[Opening Data shown section]
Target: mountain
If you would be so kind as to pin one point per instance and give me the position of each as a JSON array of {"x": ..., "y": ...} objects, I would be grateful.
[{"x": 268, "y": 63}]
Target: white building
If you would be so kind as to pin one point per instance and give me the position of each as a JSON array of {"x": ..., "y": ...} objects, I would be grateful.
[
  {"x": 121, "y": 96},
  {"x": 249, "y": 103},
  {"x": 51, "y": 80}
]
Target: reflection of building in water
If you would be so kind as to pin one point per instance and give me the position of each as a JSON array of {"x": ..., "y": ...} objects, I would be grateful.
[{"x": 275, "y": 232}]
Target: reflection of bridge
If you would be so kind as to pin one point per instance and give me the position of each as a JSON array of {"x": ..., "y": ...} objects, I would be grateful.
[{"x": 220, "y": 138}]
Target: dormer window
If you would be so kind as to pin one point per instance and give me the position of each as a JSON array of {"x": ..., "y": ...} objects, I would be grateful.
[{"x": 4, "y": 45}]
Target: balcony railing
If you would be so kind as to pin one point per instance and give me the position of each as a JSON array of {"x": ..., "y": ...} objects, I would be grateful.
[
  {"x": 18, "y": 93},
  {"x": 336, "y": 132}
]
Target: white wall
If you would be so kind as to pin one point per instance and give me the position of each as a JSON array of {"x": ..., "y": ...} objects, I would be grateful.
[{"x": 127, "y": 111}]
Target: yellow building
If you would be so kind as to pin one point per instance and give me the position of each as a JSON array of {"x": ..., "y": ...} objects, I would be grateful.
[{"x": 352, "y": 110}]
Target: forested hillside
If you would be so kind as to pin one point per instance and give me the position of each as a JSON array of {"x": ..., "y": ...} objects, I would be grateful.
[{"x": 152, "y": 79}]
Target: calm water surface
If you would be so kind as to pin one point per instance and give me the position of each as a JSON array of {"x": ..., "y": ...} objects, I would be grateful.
[Closing Data shown section]
* [Your objective]
Every record must be given again exactly as it was written.

* [Expected answer]
Target: mountain
If you would be so kind as to pin one point per instance and give me the position of each as a JSON array of {"x": ..., "y": ...} objects, I would be grateful.
[{"x": 268, "y": 63}]
Target: white building
If you would be so kind as to pin one point per instance and give me the position of each as a JSON array of {"x": ..., "y": ...} objects, I would be grateful.
[
  {"x": 121, "y": 96},
  {"x": 249, "y": 103},
  {"x": 51, "y": 80}
]
Target: reflection of building in water
If you would be so kind as to pin one point per instance and give me the position of each as a JSON array of {"x": ..., "y": ...} objects, I would be grateful.
[{"x": 275, "y": 232}]
Target: reflection of bridge
If you would be so kind as to pin one point per instance and give me the position of each as a JSON array of {"x": ..., "y": ...} objects, I would be grateful.
[{"x": 220, "y": 138}]
Target: dormer window
If you would be so kind as to pin one point per instance and give me the position of each as a JSON array of {"x": ..., "y": ...} objects, I would be grateful.
[{"x": 4, "y": 45}]
Target: balcony railing
If you would be so kind as to pin one point per instance and give me the position of each as a JSON array of {"x": ..., "y": ...} objects, I would be grateful.
[
  {"x": 18, "y": 93},
  {"x": 336, "y": 132}
]
Target: white wall
If you would be so kind as to pin one point per instance and give me the position of each as a JSON array of {"x": ..., "y": ...} objects, I would be grateful.
[{"x": 127, "y": 111}]
Target: yellow building
If you would be so kind as to pin one point per instance and give me the position of each as a JSON array of {"x": ..., "y": ...} objects, I would be grateful.
[{"x": 352, "y": 110}]
Target: forested hillside
If you would be so kind as to pin one point per instance and give me the position of each as a JSON array of {"x": ..., "y": ...} objects, I would be grateful.
[{"x": 152, "y": 79}]
Target: calm water surface
If you would be so kind as to pin one point per instance and give me the position of each as a JSON array of {"x": ..., "y": ...} objects, I would be grateful.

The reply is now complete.